____ RECORDS FOR THIS EXERCISE
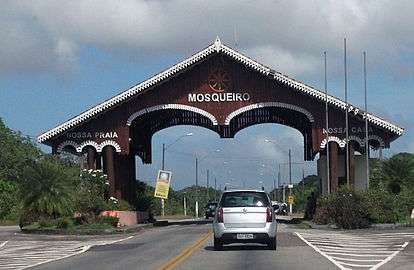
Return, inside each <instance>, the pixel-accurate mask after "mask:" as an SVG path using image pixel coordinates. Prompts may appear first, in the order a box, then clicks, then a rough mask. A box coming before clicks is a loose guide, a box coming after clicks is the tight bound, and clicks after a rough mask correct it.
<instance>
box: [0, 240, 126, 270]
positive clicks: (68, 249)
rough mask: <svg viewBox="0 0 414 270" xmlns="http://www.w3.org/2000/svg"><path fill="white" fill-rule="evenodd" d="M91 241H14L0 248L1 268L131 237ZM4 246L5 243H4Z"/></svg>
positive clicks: (76, 250)
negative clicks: (109, 239) (118, 238)
mask: <svg viewBox="0 0 414 270" xmlns="http://www.w3.org/2000/svg"><path fill="white" fill-rule="evenodd" d="M132 237H134V236H128V237H125V238H121V239H115V240H111V241H108V240H91V241H62V240H58V241H17V240H16V241H14V240H11V241H9V242H8V243H7V246H5V247H4V248H3V249H2V250H0V269H12V270H21V269H26V268H29V267H34V266H37V265H41V264H44V263H49V262H52V261H57V260H61V259H65V258H68V257H72V256H75V255H79V254H81V253H84V252H86V251H88V250H89V249H90V248H91V247H93V246H102V245H110V244H114V243H118V242H121V241H125V240H128V239H131V238H132ZM3 246H4V245H3Z"/></svg>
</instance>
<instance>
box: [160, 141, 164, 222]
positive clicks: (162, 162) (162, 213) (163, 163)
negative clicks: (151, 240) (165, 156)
mask: <svg viewBox="0 0 414 270" xmlns="http://www.w3.org/2000/svg"><path fill="white" fill-rule="evenodd" d="M161 169H162V170H164V169H165V143H163V144H162V163H161ZM161 216H165V201H164V199H161Z"/></svg>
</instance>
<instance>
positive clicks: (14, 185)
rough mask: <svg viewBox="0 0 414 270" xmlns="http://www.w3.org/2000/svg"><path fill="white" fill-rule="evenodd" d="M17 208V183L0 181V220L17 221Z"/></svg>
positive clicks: (18, 198) (6, 181) (18, 207)
mask: <svg viewBox="0 0 414 270" xmlns="http://www.w3.org/2000/svg"><path fill="white" fill-rule="evenodd" d="M19 208H20V201H19V196H18V187H17V183H15V182H12V181H4V180H1V179H0V220H17V219H18V216H19Z"/></svg>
________
**PROBLEM STATEMENT**
Print each entry shown above with exact wording and no pictures.

**SOLUTION TO THE PROBLEM**
Return, inside each <instance>, the pixel-accurate mask after "mask:" as an SVG path using image pixel coordinates. Prompts may appear first, in the order a box, then clicks, then a rough mask. A box coming before clicks is a loose guide, a box coming after clicks is the tight bound, and clicks after a rough mask correct it.
<instance>
box: [0, 240, 126, 270]
positive clicks: (68, 249)
rough mask: <svg viewBox="0 0 414 270" xmlns="http://www.w3.org/2000/svg"><path fill="white" fill-rule="evenodd" d="M91 241H14L0 248L1 268L131 237ZM4 246L5 243H4Z"/></svg>
positive clicks: (76, 250)
negative clicks: (109, 239) (118, 238)
mask: <svg viewBox="0 0 414 270" xmlns="http://www.w3.org/2000/svg"><path fill="white" fill-rule="evenodd" d="M132 237H134V236H128V237H125V238H121V239H115V240H111V241H108V240H91V241H62V240H58V241H17V240H16V241H14V240H11V241H9V242H8V243H7V246H5V247H4V248H3V249H2V250H0V269H12V270H21V269H26V268H29V267H34V266H37V265H41V264H44V263H49V262H52V261H57V260H61V259H65V258H68V257H72V256H75V255H79V254H81V253H84V252H86V251H88V250H89V249H90V248H91V247H93V246H102V245H110V244H114V243H118V242H121V241H125V240H128V239H131V238H132ZM3 246H4V245H3Z"/></svg>
</instance>
<instance>
box: [160, 141, 164, 222]
positive clicks: (162, 162) (162, 213) (163, 163)
negative clicks: (151, 240) (165, 156)
mask: <svg viewBox="0 0 414 270" xmlns="http://www.w3.org/2000/svg"><path fill="white" fill-rule="evenodd" d="M161 169H162V170H164V169H165V143H163V144H162V163H161ZM161 216H165V201H164V199H161Z"/></svg>
</instance>
<instance>
positive clicks: (14, 185)
rough mask: <svg viewBox="0 0 414 270" xmlns="http://www.w3.org/2000/svg"><path fill="white" fill-rule="evenodd" d="M17 208V183L0 181V220L17 221Z"/></svg>
positive clicks: (18, 198) (6, 181) (18, 207)
mask: <svg viewBox="0 0 414 270" xmlns="http://www.w3.org/2000/svg"><path fill="white" fill-rule="evenodd" d="M19 208H20V201H19V196H18V187H17V183H15V182H12V181H4V180H1V179H0V220H17V219H18V216H19Z"/></svg>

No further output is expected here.